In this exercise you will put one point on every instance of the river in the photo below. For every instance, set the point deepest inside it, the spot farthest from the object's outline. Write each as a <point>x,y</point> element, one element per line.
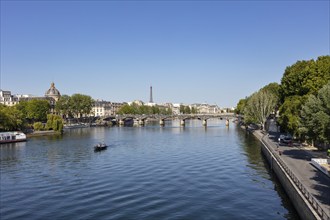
<point>150,172</point>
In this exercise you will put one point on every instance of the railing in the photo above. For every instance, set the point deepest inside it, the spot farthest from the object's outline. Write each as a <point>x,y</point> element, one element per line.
<point>310,198</point>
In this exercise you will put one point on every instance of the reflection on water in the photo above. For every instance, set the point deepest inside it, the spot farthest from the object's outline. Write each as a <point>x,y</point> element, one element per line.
<point>149,172</point>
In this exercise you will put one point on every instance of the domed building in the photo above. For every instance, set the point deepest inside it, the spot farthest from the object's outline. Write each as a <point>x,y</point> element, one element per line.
<point>52,92</point>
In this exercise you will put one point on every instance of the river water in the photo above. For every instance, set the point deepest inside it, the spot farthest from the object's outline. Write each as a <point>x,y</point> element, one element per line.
<point>149,172</point>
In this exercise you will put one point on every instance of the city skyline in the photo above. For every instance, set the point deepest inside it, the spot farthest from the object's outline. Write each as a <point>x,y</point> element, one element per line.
<point>213,52</point>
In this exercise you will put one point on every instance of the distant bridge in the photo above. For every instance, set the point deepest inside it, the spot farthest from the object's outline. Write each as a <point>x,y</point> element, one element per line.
<point>141,119</point>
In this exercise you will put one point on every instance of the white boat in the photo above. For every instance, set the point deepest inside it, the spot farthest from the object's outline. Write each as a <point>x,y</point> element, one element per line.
<point>14,136</point>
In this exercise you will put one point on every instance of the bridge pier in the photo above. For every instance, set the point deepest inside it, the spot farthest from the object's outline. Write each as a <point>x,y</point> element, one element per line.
<point>182,122</point>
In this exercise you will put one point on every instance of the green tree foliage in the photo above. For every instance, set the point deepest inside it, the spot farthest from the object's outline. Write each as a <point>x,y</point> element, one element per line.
<point>241,106</point>
<point>290,114</point>
<point>35,109</point>
<point>80,104</point>
<point>315,116</point>
<point>63,106</point>
<point>305,77</point>
<point>143,109</point>
<point>184,109</point>
<point>11,118</point>
<point>54,122</point>
<point>259,106</point>
<point>38,126</point>
<point>300,80</point>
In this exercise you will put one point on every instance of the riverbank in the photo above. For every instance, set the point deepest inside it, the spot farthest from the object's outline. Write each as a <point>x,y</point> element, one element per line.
<point>307,187</point>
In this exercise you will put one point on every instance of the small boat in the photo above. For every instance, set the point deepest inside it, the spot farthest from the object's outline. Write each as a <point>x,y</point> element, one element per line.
<point>100,147</point>
<point>10,137</point>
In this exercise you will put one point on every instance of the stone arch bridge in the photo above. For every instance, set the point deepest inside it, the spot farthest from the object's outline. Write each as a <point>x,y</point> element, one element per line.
<point>141,119</point>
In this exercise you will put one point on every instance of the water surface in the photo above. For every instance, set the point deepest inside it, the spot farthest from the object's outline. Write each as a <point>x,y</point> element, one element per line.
<point>149,172</point>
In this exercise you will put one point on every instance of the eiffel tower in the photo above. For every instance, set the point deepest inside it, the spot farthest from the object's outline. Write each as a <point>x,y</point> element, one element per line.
<point>150,100</point>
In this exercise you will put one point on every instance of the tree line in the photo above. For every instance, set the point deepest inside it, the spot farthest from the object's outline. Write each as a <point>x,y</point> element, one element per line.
<point>38,114</point>
<point>302,100</point>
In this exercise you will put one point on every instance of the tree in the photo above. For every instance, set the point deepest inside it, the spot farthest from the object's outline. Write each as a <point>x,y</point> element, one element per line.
<point>241,106</point>
<point>10,118</point>
<point>259,106</point>
<point>36,109</point>
<point>305,77</point>
<point>315,116</point>
<point>290,114</point>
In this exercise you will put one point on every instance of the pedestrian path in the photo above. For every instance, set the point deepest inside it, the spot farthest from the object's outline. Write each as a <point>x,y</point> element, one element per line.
<point>298,160</point>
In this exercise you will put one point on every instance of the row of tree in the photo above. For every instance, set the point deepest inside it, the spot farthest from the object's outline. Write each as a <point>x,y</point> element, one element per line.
<point>74,106</point>
<point>36,113</point>
<point>302,100</point>
<point>26,114</point>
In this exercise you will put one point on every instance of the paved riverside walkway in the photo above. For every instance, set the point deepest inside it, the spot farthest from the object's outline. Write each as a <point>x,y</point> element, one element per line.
<point>298,160</point>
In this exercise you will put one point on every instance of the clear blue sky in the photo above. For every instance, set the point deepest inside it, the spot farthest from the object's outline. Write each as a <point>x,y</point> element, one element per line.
<point>189,51</point>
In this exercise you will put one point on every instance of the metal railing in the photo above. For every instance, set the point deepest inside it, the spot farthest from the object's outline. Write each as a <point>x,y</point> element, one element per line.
<point>310,198</point>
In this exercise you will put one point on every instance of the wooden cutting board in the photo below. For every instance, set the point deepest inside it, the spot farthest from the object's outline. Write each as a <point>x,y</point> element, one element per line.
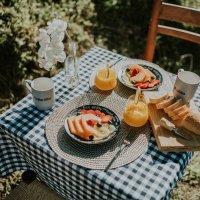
<point>167,140</point>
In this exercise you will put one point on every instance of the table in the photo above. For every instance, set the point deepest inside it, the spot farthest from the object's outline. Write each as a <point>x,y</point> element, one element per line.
<point>23,146</point>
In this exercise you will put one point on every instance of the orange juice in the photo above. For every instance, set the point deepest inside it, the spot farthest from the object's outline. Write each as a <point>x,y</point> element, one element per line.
<point>105,80</point>
<point>136,114</point>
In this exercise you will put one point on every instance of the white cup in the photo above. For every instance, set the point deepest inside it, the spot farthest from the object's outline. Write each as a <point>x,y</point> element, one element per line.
<point>42,90</point>
<point>186,85</point>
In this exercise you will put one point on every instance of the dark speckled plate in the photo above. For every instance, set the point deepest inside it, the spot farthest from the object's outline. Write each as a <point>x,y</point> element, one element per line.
<point>153,70</point>
<point>115,121</point>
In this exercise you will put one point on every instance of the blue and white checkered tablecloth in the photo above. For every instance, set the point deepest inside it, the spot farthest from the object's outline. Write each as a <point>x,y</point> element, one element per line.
<point>23,145</point>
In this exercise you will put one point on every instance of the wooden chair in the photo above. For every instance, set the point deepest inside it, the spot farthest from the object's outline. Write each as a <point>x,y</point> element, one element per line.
<point>175,13</point>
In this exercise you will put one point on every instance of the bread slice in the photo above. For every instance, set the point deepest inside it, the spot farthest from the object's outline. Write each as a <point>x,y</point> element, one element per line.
<point>165,103</point>
<point>178,110</point>
<point>191,122</point>
<point>159,99</point>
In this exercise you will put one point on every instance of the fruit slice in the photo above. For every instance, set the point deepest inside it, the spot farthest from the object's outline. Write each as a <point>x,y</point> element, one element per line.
<point>77,125</point>
<point>135,69</point>
<point>148,75</point>
<point>71,125</point>
<point>106,119</point>
<point>138,78</point>
<point>88,130</point>
<point>92,122</point>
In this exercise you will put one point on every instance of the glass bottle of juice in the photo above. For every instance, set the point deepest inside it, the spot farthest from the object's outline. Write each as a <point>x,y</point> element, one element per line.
<point>136,111</point>
<point>106,79</point>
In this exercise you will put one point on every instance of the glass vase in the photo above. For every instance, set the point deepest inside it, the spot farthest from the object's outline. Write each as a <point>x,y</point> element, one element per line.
<point>71,67</point>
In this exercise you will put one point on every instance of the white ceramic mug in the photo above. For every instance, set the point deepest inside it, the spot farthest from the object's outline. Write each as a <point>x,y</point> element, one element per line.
<point>186,85</point>
<point>42,90</point>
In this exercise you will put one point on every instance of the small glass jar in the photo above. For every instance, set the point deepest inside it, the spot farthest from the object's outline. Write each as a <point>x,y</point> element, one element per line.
<point>71,67</point>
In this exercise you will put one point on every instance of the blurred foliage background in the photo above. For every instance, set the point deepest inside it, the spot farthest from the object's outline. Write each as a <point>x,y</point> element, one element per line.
<point>117,25</point>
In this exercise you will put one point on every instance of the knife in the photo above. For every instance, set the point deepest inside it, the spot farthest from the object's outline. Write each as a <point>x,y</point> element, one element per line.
<point>171,127</point>
<point>125,143</point>
<point>115,62</point>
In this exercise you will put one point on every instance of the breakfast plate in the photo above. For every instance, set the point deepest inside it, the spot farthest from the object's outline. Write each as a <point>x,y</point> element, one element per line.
<point>124,78</point>
<point>99,124</point>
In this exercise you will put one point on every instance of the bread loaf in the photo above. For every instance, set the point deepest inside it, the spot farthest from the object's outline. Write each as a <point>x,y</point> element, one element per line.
<point>159,99</point>
<point>191,122</point>
<point>165,103</point>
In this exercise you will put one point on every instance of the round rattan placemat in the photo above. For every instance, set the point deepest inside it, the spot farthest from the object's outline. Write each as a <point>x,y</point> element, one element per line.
<point>95,156</point>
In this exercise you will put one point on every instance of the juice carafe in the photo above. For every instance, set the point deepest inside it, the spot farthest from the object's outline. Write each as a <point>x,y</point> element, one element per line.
<point>136,113</point>
<point>105,79</point>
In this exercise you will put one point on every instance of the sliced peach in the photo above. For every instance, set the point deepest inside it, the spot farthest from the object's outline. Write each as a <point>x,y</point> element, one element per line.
<point>71,125</point>
<point>78,126</point>
<point>88,130</point>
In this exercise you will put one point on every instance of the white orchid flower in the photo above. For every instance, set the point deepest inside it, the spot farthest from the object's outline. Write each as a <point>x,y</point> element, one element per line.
<point>51,48</point>
<point>42,51</point>
<point>43,36</point>
<point>56,45</point>
<point>61,57</point>
<point>57,36</point>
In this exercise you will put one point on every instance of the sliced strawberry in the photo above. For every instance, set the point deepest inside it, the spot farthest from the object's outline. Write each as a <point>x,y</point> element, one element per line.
<point>92,122</point>
<point>155,82</point>
<point>150,85</point>
<point>99,113</point>
<point>83,111</point>
<point>106,119</point>
<point>134,72</point>
<point>144,85</point>
<point>91,112</point>
<point>137,84</point>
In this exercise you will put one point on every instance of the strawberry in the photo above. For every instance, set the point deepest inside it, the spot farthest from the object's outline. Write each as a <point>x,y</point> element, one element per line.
<point>99,113</point>
<point>83,111</point>
<point>106,118</point>
<point>144,85</point>
<point>92,122</point>
<point>137,84</point>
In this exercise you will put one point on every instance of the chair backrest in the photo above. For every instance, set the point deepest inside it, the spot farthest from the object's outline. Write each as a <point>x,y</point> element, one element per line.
<point>175,13</point>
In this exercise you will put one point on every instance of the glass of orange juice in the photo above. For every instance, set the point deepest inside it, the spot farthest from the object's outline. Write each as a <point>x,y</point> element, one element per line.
<point>106,79</point>
<point>136,110</point>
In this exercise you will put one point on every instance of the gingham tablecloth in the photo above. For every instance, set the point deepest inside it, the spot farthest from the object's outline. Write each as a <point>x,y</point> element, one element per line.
<point>23,145</point>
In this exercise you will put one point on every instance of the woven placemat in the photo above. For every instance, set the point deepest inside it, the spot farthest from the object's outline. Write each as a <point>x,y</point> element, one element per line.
<point>123,91</point>
<point>95,156</point>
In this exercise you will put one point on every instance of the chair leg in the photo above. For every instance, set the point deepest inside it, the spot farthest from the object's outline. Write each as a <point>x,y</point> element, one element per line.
<point>28,176</point>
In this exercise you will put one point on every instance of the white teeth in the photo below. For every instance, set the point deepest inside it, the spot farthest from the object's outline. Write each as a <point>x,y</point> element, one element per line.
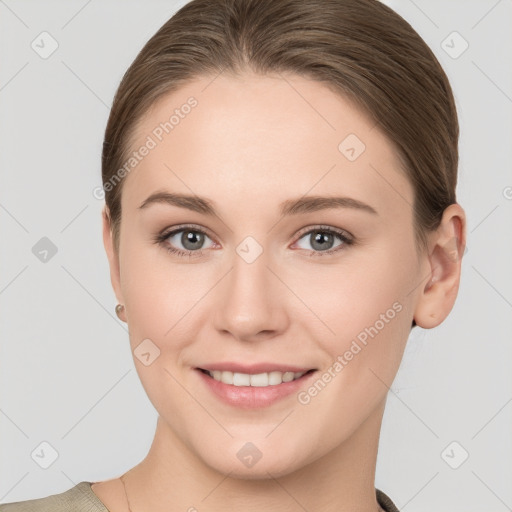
<point>255,380</point>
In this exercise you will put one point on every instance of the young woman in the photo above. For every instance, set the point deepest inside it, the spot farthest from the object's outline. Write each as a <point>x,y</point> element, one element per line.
<point>280,212</point>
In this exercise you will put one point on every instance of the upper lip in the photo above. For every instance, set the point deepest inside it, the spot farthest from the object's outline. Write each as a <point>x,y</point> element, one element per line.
<point>253,369</point>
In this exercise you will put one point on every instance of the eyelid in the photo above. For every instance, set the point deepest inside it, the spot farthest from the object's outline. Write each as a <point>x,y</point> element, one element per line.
<point>347,237</point>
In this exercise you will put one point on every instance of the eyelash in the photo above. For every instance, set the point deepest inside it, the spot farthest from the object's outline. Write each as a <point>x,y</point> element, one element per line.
<point>343,235</point>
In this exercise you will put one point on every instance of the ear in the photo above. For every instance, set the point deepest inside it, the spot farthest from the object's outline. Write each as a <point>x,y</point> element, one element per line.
<point>446,248</point>
<point>113,258</point>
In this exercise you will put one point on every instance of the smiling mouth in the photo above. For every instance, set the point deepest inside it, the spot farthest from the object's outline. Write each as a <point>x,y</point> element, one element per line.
<point>254,380</point>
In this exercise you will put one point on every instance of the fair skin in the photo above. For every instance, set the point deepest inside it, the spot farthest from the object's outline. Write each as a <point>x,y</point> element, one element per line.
<point>251,143</point>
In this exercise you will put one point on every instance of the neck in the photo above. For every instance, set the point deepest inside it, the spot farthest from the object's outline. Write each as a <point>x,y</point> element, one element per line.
<point>172,478</point>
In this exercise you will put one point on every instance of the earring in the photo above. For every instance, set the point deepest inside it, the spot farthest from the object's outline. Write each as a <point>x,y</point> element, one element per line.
<point>119,308</point>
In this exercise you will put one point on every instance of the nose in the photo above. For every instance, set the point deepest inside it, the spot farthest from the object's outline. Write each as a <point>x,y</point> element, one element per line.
<point>250,304</point>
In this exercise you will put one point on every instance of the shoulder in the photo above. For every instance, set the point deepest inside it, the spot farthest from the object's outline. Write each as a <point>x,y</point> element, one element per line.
<point>79,498</point>
<point>383,500</point>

^^^^

TASK REQUIREMENTS - Your task is to reproduce exactly the lines that begin with the one containing "of the nose" and continue to the end of the data, both ends included.

OUTPUT OF THE TASK -
In this exercise you will put one point on every instance of the nose in the photo above. For every instance, set the point deepest inside it, the spot farthest from the object's outline. Write each as a <point>x,y</point> element, one element per line.
<point>250,304</point>
In this exercise you will put one point on every instance of the shoulder in the photo above. For every instance, set the point deepest inside it, the spot farthest from the object's outline. Write each as a <point>x,y</point> element, one element per line.
<point>79,498</point>
<point>383,500</point>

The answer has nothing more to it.